[Location labeling data]
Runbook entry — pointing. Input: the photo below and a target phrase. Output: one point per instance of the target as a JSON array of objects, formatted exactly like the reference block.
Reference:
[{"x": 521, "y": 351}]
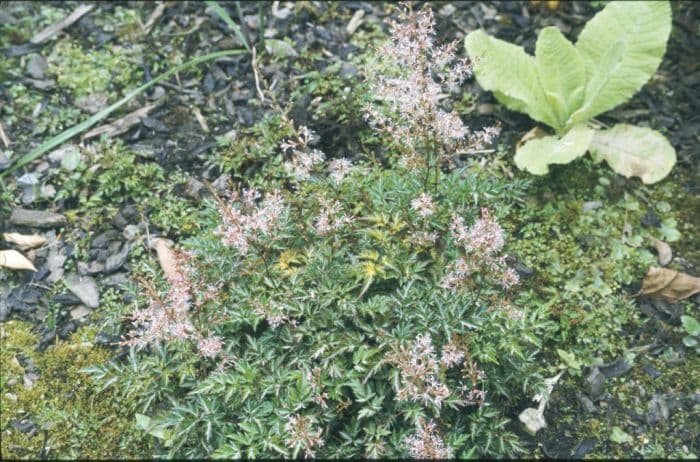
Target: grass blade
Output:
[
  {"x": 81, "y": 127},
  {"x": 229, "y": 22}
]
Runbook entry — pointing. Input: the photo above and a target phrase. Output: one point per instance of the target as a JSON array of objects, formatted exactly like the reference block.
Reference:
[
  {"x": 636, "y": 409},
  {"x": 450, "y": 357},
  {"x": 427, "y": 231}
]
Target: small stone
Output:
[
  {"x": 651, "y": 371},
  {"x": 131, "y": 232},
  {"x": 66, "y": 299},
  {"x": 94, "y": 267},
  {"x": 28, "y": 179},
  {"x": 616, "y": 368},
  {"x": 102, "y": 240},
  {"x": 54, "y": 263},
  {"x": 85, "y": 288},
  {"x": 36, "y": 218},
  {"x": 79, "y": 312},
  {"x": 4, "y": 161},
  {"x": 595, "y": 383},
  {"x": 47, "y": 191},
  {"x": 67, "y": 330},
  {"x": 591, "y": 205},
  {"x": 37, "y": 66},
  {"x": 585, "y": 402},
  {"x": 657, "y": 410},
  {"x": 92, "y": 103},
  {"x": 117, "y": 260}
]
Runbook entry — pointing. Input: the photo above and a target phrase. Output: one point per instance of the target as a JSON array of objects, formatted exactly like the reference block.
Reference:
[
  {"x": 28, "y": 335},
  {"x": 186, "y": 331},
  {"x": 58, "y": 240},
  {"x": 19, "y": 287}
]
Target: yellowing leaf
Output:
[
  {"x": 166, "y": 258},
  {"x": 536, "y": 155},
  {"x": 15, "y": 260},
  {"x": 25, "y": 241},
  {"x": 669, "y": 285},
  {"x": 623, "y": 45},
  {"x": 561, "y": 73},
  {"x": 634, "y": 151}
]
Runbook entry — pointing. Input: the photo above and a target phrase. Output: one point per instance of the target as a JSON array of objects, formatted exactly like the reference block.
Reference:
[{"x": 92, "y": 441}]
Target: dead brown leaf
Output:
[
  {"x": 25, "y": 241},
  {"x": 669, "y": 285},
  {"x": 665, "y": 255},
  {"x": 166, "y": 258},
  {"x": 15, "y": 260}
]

==

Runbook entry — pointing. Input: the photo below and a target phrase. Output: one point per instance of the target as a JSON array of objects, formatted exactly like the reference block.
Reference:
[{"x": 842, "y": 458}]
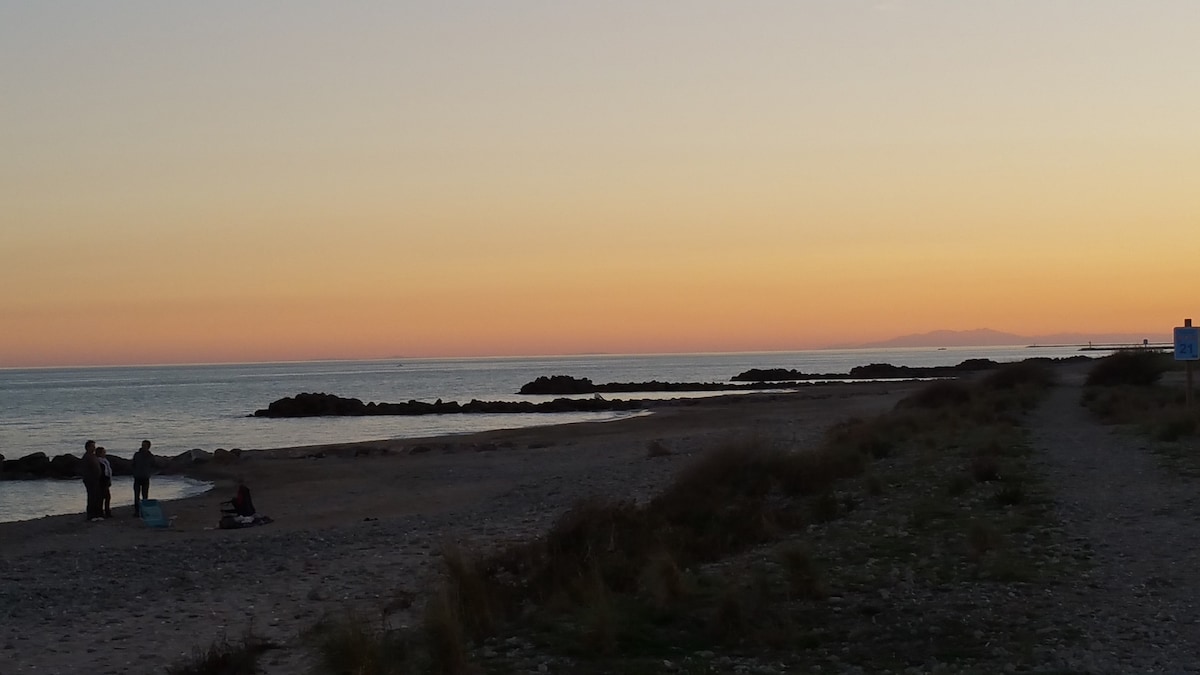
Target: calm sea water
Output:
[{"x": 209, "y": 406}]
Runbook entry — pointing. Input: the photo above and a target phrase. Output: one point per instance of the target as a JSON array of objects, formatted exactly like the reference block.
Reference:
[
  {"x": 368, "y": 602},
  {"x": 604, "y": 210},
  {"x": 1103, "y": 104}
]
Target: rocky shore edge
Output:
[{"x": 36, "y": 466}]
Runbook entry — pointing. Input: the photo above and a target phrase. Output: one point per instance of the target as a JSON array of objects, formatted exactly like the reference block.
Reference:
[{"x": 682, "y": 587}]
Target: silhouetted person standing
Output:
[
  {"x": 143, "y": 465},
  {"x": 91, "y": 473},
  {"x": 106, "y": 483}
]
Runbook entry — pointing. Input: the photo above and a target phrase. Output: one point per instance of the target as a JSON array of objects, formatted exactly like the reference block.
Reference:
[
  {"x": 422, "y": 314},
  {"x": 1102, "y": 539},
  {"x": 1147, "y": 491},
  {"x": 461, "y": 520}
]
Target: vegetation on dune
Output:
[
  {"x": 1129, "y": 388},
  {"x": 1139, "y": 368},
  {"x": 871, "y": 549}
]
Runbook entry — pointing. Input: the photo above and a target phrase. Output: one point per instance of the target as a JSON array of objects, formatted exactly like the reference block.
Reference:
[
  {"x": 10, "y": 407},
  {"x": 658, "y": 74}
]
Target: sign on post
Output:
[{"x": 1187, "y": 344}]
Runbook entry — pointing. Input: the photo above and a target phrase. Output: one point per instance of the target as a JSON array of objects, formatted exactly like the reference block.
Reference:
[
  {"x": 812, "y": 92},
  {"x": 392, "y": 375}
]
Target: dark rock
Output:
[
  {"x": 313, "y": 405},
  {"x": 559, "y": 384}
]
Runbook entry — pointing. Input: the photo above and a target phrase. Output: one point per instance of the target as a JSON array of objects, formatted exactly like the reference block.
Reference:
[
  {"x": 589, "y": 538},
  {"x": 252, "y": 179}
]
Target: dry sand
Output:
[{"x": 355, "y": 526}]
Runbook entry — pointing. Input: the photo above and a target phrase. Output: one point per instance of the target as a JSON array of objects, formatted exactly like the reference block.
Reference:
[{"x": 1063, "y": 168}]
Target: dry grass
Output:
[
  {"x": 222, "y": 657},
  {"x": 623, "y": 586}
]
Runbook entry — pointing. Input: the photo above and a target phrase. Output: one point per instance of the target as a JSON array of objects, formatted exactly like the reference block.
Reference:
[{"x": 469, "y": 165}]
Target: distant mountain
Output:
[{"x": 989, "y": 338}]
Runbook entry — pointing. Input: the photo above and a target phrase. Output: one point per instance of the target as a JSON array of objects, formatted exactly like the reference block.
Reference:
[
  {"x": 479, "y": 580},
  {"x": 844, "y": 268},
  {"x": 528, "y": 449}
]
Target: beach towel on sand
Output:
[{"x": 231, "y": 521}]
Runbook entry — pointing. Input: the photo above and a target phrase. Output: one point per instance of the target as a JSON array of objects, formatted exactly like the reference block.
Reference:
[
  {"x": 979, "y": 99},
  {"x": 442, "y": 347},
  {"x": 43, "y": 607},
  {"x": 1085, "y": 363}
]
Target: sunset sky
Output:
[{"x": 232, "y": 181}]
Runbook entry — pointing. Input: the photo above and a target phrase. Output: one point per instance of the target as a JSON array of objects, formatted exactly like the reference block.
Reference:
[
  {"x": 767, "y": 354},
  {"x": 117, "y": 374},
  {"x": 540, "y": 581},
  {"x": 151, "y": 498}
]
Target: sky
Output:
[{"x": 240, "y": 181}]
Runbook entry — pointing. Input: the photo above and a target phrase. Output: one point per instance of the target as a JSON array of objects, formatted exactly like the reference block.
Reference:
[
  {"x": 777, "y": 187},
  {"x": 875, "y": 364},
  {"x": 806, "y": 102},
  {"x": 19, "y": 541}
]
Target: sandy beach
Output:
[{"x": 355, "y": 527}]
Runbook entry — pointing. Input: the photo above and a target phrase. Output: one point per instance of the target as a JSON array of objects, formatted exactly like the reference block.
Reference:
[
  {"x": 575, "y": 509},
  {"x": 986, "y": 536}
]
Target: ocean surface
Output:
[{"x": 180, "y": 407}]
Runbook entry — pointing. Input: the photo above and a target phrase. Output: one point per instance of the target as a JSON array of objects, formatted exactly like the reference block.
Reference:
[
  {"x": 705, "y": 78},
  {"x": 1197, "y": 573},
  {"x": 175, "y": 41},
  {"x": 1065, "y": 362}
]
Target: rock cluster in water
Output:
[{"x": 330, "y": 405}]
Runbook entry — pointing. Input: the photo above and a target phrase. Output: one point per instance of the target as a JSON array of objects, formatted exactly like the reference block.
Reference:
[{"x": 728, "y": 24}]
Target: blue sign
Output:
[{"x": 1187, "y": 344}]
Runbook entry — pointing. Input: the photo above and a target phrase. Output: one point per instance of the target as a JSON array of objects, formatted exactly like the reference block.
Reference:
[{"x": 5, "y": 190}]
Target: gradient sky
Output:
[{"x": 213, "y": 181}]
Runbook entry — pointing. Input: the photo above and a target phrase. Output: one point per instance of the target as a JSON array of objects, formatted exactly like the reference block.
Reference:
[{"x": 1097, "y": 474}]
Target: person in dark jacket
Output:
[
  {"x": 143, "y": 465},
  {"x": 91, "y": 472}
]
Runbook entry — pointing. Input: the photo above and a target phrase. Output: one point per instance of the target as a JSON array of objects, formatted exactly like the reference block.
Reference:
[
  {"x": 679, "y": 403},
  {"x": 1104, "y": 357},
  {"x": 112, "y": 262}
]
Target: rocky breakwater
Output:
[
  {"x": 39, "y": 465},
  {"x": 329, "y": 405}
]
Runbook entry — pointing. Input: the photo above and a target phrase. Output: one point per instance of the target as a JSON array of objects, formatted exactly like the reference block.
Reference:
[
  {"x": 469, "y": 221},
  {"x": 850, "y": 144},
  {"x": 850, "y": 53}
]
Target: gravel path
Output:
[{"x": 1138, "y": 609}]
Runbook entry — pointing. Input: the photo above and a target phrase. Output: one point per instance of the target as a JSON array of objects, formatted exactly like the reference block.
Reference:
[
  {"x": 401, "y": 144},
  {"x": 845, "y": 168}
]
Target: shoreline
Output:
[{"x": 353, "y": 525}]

*Set task:* Extract every line of the data above that contains the word "grass".

*Answer for this exercise:*
Target: grass blade
Target: dry grass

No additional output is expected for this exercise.